■ **Consigne**
Prolongez la discussion sur le choix d'une distribution Linux pour Mac à partir de sa dernière ligne.

■ **Extrait retenu**
____________

# Quel Linux prendre ?



## rocknar (26 Octobre 2005)

Bonjour j'ai un mac G4 et donc j'ai partionner mon disque pour mettre Linux mais le probleme c'est que je ne sais pas quelle Linux prendre.
J'ai bien sur entendu parler de mandrake debian... Mais je ne suis pas sur que ces versions soit compatible avec un mac.
Si vous pouviez s'il vous plait me donner un lien de telechargement direct de Linux compatible avec mac qui tien sur un CD
Merci d'avance


----------



## p4bl0 (26 Octobre 2005)

Il y a Ubuntu qui est une tr&#232;s bonne distrib' et qui a une version pour PowerPC


----------



## SuperCed (26 Octobre 2005)

Unbuntu a très bonne réputation en effet.
Sinon, il y a Yellow Dog Linux qui est vraiment fait pour les Macs.


----------



## Thierry6 (26 Octobre 2005)

Et voilà le lien


----------



## deneb (7 Novembre 2005)

Mandriva et fedora core sont bien aussi et l'installation est facile.


----------



## .Steff (12 Novembre 2005)

ubuntu sans hésiter


----------



## valoriel (12 Novembre 2005)

.Steff a dit:
			
		

> ubuntu sans hésiter


+1 

c'est une excellente distibution 

un look un peu trop windows à mon goût, m'enfin...


----------



## sonnyboy (12 Novembre 2005)

A propos d'unbuntu si quelqu'un arrive à faire marcher le "live CD" avec un imac G5 qu'il m'explique !


----------



## valoriel (12 Novembre 2005)

sonnyboy a dit:
			
		

> A propos d'unbuntu si quelqu'un arrive à faire marcher le "live CD" avec un imac G5 qu'il m'explique !


dis nous tout, à quel moment ça coince?


----------



## .Steff (13 Novembre 2005)

Les seuls pb que j'ai pour faire marcher des linux en live c'est sur des pc....


----------



## foux (13 Novembre 2005)

Tout dépends de ce que tu veux. Les (k)ubuntu, mandrake et compagnie sont bien, mais tu ne vas pas apprendre grand chose.

Si tu veux aller un peu plus loin (et y passer plus de temps) je te conseille surtout Gentoo, et accessoirement debian si ton mac n'est pas trés puissant


----------



## .Steff (13 Novembre 2005)

prevoit 10 bon jour pour bien installer une genetoo par contre...


----------



## foux (13 Novembre 2005)

.Steff a dit:
			
		

> prevoit 10 bon jour pour bien installer une genetoo par contre...

____________

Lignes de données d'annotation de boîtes

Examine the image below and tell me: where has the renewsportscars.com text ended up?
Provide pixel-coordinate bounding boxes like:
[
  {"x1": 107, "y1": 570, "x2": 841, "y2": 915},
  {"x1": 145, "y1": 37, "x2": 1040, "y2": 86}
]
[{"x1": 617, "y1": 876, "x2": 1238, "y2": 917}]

____________

■ **Réponse**
Tu remplace 10 par 1 et tu es dans le vrai (install compléte avec desktop kde sur un PB 1.5)


----------



## .Steff (13 Novembre 2005)

foux a dit:
			
		

> Tu remplace 10 par 1 et tu es dans le vrai (install compléte avec desktop kde sur un PB 1.5)


Je n'ai fais l'experience que sur pc et le temps de tout recompiler et de la configurer et avec autrres solutions que KDE il ma fallu 7 jours de stage.et ca marchait nikel.


----------



## .Steff (14 Novembre 2005)

est ce que je dois obligatoirement formaté mon disque pour le partionner????:mouais: 
J'avoue que ca me ferais vraiment chier....


----------



## geoffrey (14 Novembre 2005)

Oui, c'est obligatoire.


----------



## .Steff (14 Novembre 2005)

sur de sur??Parce que j'qi lu des trucs qui disaient le contraire...bon ben tant pis.
Et mon utilitaire de disque sous tiger il sert a quoi??


----------



## geoffrey (14 Novembre 2005)

A partitionner, apres un formattage 

Après je peux me gourrer mais je crois pas


----------



## .Steff (14 Novembre 2005)

ok bon merci si quelqu'un a une autre idée n'hesitez pas.
Merci geoffrey


----------



## Cinquante (14 Novembre 2005)

Ne surtout pas utilisé l'utilitaire de disque OS X pour faire ces partitions Linux ... 

Je conseil la Ubuntu, c'est celle que j'ai sur mon pb 1.5 et ça marche très très bien.


----------



## .Steff (14 Novembre 2005)

thanks Cinquante. Alors je vais faire ca dès que j'aurais un peu de temps a consacrer a une reinstallation complète de mon système, au partitionnement etc...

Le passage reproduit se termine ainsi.